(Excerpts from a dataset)
· · · ·
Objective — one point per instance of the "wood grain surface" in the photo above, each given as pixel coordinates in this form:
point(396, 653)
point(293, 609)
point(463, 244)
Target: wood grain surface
· · · ·
Reproduce every line in the data that has the word "grain" in it.

Objective — one point per instance of the "wood grain surface" in the photo above, each given as pixel coordinates in this form:
Target: wood grain surface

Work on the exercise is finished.